- **Work request**
Continue the passage on government programs and funding sources for senior housing, starting right after its final line.

Government Programs for Senior Housing, including Medicaid

Many seniors opt to stay in the home and, consequently, may need additional help as they age or become sick or infirmed. Some of these services include government programs that may provide for or address the costs of:

Housing
Transportation
Utilities
Meals
Home Maintenance
Medical Care
Custodial Care

Check with your local Office on Aging, state or county government for more information on senior programs in your area. Also, you or your loved one may be eligible for Medicaid benefits.

Medicaid and Senior Housing and Residential Care Facilities

Seniors who are experiencing issues of mobility, illness or injury often require additional care and services, but the funding sources for these are somewhat confusing. Private health insurance usually provides offsets for medical care, durable medical devices and, sometimes, prescription drugs. Private health insurance usually does not cover what they call “custodial care” like assistance with bathing, getting dressed, groceries, or transfers from bed to chairs and other rooms. Long term care insurance and Medicaid may offset these custodial care services, but many not provide for medical assistance. There may also be limitations and restrictions on the coverage Medicaid provides.

When it comes to housing, you will need to think about pooling assets and money from several sources. Possible sources of income or revenue to offset senior housing costs include

Personal wealth, assets and money (e.g. savings accounts, stocks and bonds, and other investments)
Family wealth, assets and money (e.g. savings accounts, stocks and bonds, and other investments)

- **Supplied information**
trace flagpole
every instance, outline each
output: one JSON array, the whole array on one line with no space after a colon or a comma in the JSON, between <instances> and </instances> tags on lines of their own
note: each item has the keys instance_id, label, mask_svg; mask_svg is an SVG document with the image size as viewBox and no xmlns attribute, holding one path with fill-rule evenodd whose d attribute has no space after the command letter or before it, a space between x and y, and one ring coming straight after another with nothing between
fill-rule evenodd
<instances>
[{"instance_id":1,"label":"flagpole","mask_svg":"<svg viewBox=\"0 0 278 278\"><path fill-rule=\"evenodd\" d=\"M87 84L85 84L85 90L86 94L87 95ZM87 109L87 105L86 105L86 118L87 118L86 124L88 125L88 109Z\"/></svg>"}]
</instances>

- **Response area**
Defined benefit or contribution pension plans
Social security retirement benefits
401(k) and other retirement savings vehicles
Supplemental Security Income (SSI), for seniors and disabled persons, used for rent and mortgage payments
Reverse mortgages, for seniors wanting to stay in their homes or pay for nursing care
Long term care insurance, for seniors to pay for nursing home care, care at home or elsewhere
Medicaid, for persons of limited assets and income, providing health insurance for the cost of hospitalization, rehabilitation, medicine, some custodial care, and long term care in a nursing facility

Medicaid’s Limited Role in Senior Housing

Medicaid is a federal medical insurance program that’s administered by the states that offers medical coverage and some assisted living services for low income, low asset seniors. To qualify for Medicaid services, individuals and couples have to “spend down” their savings and other assets. Eligibility for Medicaid varies by state. It’s possible to retain ownership of your home and car and, at the same time, qualify for Medicaid. It may be possible to qualify for Medicaid if you’re over the income limit by paying “share of cost,” which is a monthly deductible. For example, if the income limit is $750 per month and your income is $850, you may be able to spend $100 on medical costs and Medicaid may underwrite your medical coverage for the rest of the month.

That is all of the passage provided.